■ **Instrucción a**
Reescribe los registros cambiando "shirt chest pocket" por "chest pocket" y sin alterar nada más.

■ **Fragmento proporcionado**
Definitivamente sí. ¿A quién o quiénes? Muy en primer lugar es preciso perdonarnos
a nosotros mismos, por actuar con ingenuidad, por creer en los que nos decían
apoyar, por pensar que seríamos escuchados en una institución marcadamente
clasificada, donde los de arriba sí pueden hablar, decidir y equivocarse, pero
los de abajo no; y en segundo lugar perdonar a los que nos hicieron daño –en
nombre de Dios y por el supuesto bien de la Iglesia-, porque al igual que los
verdugos romanos, no sabían lo que hacían (Cf. Lucas 23, 34).
La conclusión de todo
esto es que no hay mal que por bien no venga, y “si Deus cum nobis, ¿quis contra nos?”, si Dios está con nosotros,
¿quién contra nosotros? (Romanos 8, 31). Siempre adelante, con la frente muy en
alto, porque la vida es de los que saben levantarse, no de los que se quedan en
el suelo después de una caída, y este escrito es parte de ése “levantarse”, no
vayan a creer que es parte de sentirse uno todavía en la caída, porque no es
así, repito, no es así…
Por los momentos aquí
seguiré, lejos de mi Patria, (exilio producto de la injusticia vivida),
haciendo lo que me corresponde, respondiendo a Dios en la medida que Él lo
permita, porque mi vida está en sus manos y sólo a Él quiero servir, y esto me
parece que ya lo he dejado muy claro, con mis palabras y con mis acciones: soy
de Dios, le pertenezco a Él, quiero vivir y morir por aquel que se ha dignado
escogerme, elegirme, para que forme parte de su enorme ejército de pescadores
de hombres, de salvadores de la humanidad.

■ **Registros de datos**
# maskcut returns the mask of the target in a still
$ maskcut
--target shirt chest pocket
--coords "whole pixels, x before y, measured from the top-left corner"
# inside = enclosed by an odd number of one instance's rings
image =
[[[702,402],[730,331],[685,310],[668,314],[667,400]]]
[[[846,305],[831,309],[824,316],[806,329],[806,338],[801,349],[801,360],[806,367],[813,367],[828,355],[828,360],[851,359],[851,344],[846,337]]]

■ **Instrucción b**
Responde según el fragmento proporcionado:
(i) ¿A quién es preciso perdonar muy en primer lugar?
(ii) ¿Qué cita bíblica acompaña a la pregunta "¿quién contra nosotros?"?
(iii) ¿Dónde se dice que seguirá quien escribe por los momentos?

■ **Resultado del ejercicio a**
# maskcut returns the mask of the target in a still
$ maskcut
--target chest pocket
--coords "whole pixels, x before y, measured from the top-left corner"
# inside = enclosed by an odd number of one instance's rings
image =
[[[702,402],[730,331],[685,310],[668,314],[667,400]]]
[[[846,305],[831,309],[824,316],[806,329],[806,338],[801,349],[801,360],[806,367],[813,367],[828,355],[828,360],[851,359],[851,344],[846,337]]]

■ **Resultado del ejercicio b**
(i) A nosotros mismos.
(ii) Romanos 8, 31.
(iii) Lejos de su Patria.